> Your goal
For this exercise, repeat the records below exactly as written.

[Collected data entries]
================
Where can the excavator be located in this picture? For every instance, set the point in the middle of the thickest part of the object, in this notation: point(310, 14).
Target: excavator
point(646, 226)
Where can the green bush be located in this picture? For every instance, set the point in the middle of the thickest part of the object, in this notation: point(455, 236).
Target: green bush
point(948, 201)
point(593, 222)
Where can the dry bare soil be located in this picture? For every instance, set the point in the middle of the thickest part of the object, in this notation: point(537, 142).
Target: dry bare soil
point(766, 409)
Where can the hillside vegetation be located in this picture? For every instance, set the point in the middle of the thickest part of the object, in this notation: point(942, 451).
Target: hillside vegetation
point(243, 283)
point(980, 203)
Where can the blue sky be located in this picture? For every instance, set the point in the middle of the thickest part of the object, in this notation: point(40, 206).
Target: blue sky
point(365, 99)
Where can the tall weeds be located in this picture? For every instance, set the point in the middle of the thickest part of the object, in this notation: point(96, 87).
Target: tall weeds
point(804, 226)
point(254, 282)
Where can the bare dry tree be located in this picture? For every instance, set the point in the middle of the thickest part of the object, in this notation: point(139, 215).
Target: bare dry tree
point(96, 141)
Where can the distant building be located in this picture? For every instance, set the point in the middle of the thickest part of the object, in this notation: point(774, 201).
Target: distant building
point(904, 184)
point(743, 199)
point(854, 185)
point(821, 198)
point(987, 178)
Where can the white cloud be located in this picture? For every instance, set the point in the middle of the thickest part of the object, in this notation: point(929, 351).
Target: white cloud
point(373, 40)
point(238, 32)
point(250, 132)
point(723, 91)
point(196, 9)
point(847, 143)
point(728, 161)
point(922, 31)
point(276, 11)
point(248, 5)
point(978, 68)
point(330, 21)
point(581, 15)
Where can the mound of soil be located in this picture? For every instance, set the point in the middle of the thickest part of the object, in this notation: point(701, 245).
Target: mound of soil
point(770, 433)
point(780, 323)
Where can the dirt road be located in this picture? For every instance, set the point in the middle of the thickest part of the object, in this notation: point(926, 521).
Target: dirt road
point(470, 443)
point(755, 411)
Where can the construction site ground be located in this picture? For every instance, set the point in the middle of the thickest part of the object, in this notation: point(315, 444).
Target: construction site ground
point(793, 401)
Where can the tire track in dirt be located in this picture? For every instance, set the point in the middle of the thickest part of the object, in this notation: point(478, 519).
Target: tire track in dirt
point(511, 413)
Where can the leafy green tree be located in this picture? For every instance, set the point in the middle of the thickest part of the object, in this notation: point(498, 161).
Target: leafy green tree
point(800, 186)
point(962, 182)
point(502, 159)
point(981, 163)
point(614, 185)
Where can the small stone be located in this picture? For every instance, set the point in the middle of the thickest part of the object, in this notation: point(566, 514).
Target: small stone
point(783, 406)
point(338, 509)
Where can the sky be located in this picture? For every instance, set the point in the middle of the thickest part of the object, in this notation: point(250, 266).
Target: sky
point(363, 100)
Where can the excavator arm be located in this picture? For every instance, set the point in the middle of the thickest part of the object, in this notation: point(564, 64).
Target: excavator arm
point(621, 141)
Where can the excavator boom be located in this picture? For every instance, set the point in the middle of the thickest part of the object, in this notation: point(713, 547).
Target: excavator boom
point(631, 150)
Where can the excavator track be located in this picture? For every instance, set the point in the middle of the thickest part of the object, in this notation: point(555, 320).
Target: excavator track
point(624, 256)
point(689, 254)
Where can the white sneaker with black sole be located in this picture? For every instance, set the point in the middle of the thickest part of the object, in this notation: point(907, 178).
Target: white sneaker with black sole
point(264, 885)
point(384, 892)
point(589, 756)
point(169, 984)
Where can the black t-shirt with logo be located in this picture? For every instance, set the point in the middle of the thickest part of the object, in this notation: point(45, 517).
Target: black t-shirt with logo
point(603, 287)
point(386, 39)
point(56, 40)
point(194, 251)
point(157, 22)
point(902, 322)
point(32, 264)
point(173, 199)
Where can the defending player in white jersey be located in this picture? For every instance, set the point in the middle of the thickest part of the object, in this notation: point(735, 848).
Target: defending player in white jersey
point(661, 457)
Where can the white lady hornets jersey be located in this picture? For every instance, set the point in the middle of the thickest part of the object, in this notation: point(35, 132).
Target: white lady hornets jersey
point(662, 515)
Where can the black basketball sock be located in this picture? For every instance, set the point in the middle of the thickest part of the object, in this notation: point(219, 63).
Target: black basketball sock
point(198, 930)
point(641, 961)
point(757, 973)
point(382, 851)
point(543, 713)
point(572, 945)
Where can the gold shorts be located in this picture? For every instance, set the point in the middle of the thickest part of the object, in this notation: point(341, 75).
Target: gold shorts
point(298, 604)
================
> Reply to the exercise
Where can the excavator be located in this picture? For every instance, set the point in the middle of the thickest part of the object, in this notation: point(310, 14).
Target: excavator
point(646, 226)
Where can the green bush be located in this picture? For every instance, set the point in the middle of the thickest part of the object, in this notation: point(455, 236).
Target: green bush
point(948, 201)
point(593, 222)
Where can the dry bare soil be located in this picture? For every instance, set the point in the middle of the thickest part of the object, in this notation: point(537, 142).
Target: dry bare soil
point(766, 409)
Where can the hillside vegetation be located in this picture? For every instance, set the point in the middle of the thickest part of the object, in this notation: point(942, 451).
Target: hillside vegetation
point(243, 283)
point(980, 203)
Where can the blue sky be located in this picture? For every instance, set the point in the middle of the thickest part of the object, in this notation: point(40, 206).
Target: blue sky
point(365, 99)
Where can the tall weeds be located in this picture? For every instance, set the point in the middle of the thickest part of the object, in this notation: point(96, 87).
Target: tall weeds
point(804, 226)
point(254, 282)
Where can the bare dry tree be located in this picture? For every instance, set the point in the middle of the thickest part of the object, in this notation: point(139, 215).
Target: bare dry tree
point(96, 141)
Where can the distant building be located in this picture? For every instance, set the point in the middle of the thickest part of the object, in this notation: point(774, 201).
Target: distant building
point(904, 184)
point(743, 199)
point(854, 185)
point(821, 198)
point(987, 178)
Where can the white cloud be located in this picture? For every instance, set the point in the middle of the thickest part of the object, in this notation: point(929, 351).
Target: white cloud
point(373, 40)
point(238, 32)
point(250, 132)
point(723, 91)
point(196, 9)
point(847, 143)
point(728, 161)
point(922, 31)
point(276, 11)
point(248, 5)
point(978, 68)
point(330, 21)
point(581, 15)
Where can the mound of soil be located in this picture? For every instance, set the point in the middle of the thickest part of the object, in this notation: point(701, 245).
Target: mound of soil
point(770, 433)
point(780, 323)
Where can the dirt road be located in this picture? For every instance, set the point in the middle of the thickest part of the object, in this notation: point(926, 521).
Target: dirt road
point(470, 443)
point(755, 411)
Where can the construction site ground be located in this picture? For every instance, set the point in the middle of the thickest part of the object, in this notation: point(315, 444).
Target: construction site ground
point(793, 401)
Where can the tire track in dirt be located in this picture? For every instance, set the point in the middle of the thickest part of the object, in this notation: point(478, 519).
Target: tire track in dirt
point(511, 413)
Where can the leafy green tree be located in this picture? For every instance, set the point in the middle of the thickest part of the object, in this notation: point(498, 161).
Target: leafy green tree
point(800, 186)
point(962, 182)
point(502, 159)
point(981, 163)
point(614, 185)
Where can the small stone be located in this picture? For every instance, set the point in the middle of the thickest part of the object, in this notation: point(566, 514).
Target: small stone
point(783, 406)
point(338, 509)
Where can the sky be located in this picture? For every instance, set the point in the middle of the thickest part of the object, in this notation: point(250, 266).
Target: sky
point(363, 100)
Where can the excavator arm be located in this picture? For every instance, set the point in the middle of the thickest part of the object, in this notation: point(564, 64).
Target: excavator arm
point(621, 141)
Where can the excavator boom be located in this picture? For every instance, set the point in the middle of the thickest part of the object, in this notation: point(713, 547).
Target: excavator boom
point(631, 150)
Where can the excavator track be located in this picture? For every instance, set the point in the middle of the thickest part of the object, in this notation: point(555, 320).
Target: excavator track
point(624, 256)
point(689, 254)
Where can the white sneaker with black sole be located in this picture? For every instance, set the point in the middle of the thickest part of the object, in this notation: point(907, 178).
Target: white sneaker with black sole
point(264, 885)
point(384, 892)
point(589, 756)
point(169, 984)
Where can the black t-shirt with logo be located in this picture? For every instance, set the point in the middle of the thickest part of the object, in this notation: point(45, 517).
Target: black t-shirt with logo
point(603, 287)
point(386, 39)
point(56, 40)
point(194, 251)
point(157, 22)
point(902, 322)
point(32, 264)
point(173, 199)
Where can the defending player in white jersey be located in this picture? For every instance, set the point in the middle of the thickest part of the object, in this notation: point(735, 848).
Target: defending player in white jersey
point(661, 457)
Where can the white lady hornets jersey be located in this picture? For every instance, set the point in the middle of the thickest part of the object, in this notation: point(35, 132).
Target: white lady hornets jersey
point(662, 515)
Where can the black basketball sock be located in this picture? For every instance, set the point in the middle of the thickest part of the object, in this notation: point(219, 63).
Target: black basketball sock
point(198, 930)
point(641, 961)
point(757, 973)
point(382, 851)
point(543, 713)
point(572, 945)
Where can the gold shorts be located in this picture? For every instance, set the point in the middle of the thickest part of the object, in this notation: point(341, 75).
Target: gold shorts
point(298, 604)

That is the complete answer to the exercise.